**Prompt 1:**
Answer these questions about the OZ post, marking each answer (a), (b), (c), one per line:
(a) For how many seasons did OZ run on HBO, and across which years?
(b) Which episode contains the moment the writer singles out as a favorite?
(c) Who is incarcerated and brought to Beecher's cell block at the end of that episode?
**Prompt 2:**
Summarize the OZ post in two sentences.
**Prompt 3:**
Reproduce everything in the OZ post from "Jan. 12th, 2024" down to "comfortable doing so.".
____ Selected text
Jan. 12th, 2024

cmk418: (Oz)
Snowflake Challenge promotional banner with image of metallic snowflake and ornaments. Text: Snowflake Challenge January 1-31.


Challenge #6

In your own space, share a favourite piece of original canon (a show, a specific TV episode, a storyline, a book or series, a scene from a movie, etc) and explain why you love it so much. . Post your answer to today’s challenge in your own space and leave a comment in this post saying you did it. Include a link to your post if you feel comfortable doing so.


The following post contains spoilers for seasons two and three of the HBO prison drama OZ.

OZ is a series that ran on HBO for six seasons from 1997 to 2003. It focuses on the inmates and staff at the fictional Oswald State Penitentiary in upstate New York and never shied away from the harsh realities of prison life (please keep that in mind if you choose to jump in and watch it).

One of my favorite pieces of OZ canon comes at the end of the third episode of the third season ("Legs"). At the beginning of the third season, Tobias Beecher (the former lawyer jailed for a drunk driving accident whom viewers have been following since the beginning of the series) is in the infirmary recovering from having his arms and legs broken- an act of violence that involved a correctional officer, Karl Metzger, Beecher's former abusive cellmate, Vern Schillinger, and Beecher's current cellmate and love interest, Chris Keller.

As he gets out of the hospital, Beecher works to get revenge. He deals with Metzger first (in a very creative way that I won't spoil here), then stabs Keller in a storage room. All of this happens in the first two episodes.

In the third episode, Keller gets out of the infirmary and starts his plan to win Beecher back. He manipulates his way into being Beecher's cellmate again. The dialogue at the moment of their reunion is beautifully written and Lee Tergesen as Beecher does a terrific job going to the edge of confessing Beecher's guilt, then pulling back, then confessing again, and giving Christopher Meloni's Keller just enough pause to think that maybe the gentle, gullible pushover/prag Beecher had stabbed him. He then explains that he needs to find a way to get Schillinger.

The end of the episode presents a solution as Vern Schillinger's son, Andy, is incarcerated and brought to the cell block where Beecher resides. The little laugh that Tergesen gives at the end is part relief, part joy, and part crazy. After everything that Schillinger has put Beecher through in the previous three seasons, the viewer is just as giddy to see the revenge play out as Beecher is. It's a great moment in a series full of great moments.
________
____ Entries provided
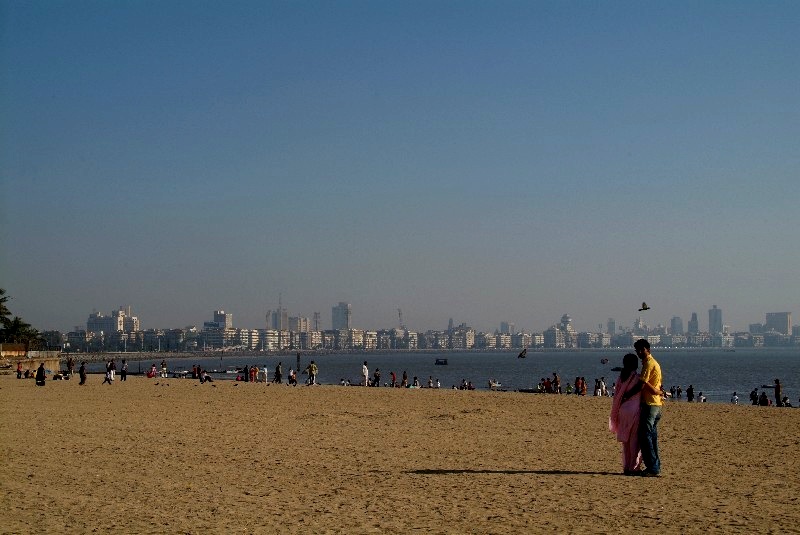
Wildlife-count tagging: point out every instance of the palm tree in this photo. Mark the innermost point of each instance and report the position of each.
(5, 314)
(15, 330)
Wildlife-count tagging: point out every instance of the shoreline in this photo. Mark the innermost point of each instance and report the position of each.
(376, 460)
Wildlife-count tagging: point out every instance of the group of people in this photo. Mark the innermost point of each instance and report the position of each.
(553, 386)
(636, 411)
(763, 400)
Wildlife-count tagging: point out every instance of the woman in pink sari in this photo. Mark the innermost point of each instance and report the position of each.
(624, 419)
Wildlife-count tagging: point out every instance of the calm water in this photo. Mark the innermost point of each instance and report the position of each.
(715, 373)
________
**Final answer 1:**
(a) Six seasons, from 1997 to 2003.
(b) The third episode of the third season, "Legs."
(c) Andy, Vern Schillinger's son.

**Final answer 2:**
The OZ post describes OZ as an HBO prison drama that ran for six seasons from 1997 to 2003, and it names the end of the third season's third episode, "Legs," as a favorite moment. After Beecher takes revenge on Metzger and stabs Keller, Keller manipulates his way back into being Beecher's cellmate, and the episode ends with Schillinger's son Andy arriving on Beecher's cell block, which the writer calls a great moment in a series full of great moments.

**Final answer 3:**
Jan. 12th, 2024

cmk418: (Oz)
Snowflake Challenge promotional banner with image of metallic snowflake and ornaments. Text: Snowflake Challenge January 1-31.


Challenge #6

In your own space, share a favourite piece of original canon (a show, a specific TV episode, a storyline, a book or series, a scene from a movie, etc) and explain why you love it so much. . Post your answer to today’s challenge in your own space and leave a comment in this post saying you did it. Include a link to your post if you feel comfortable doing so.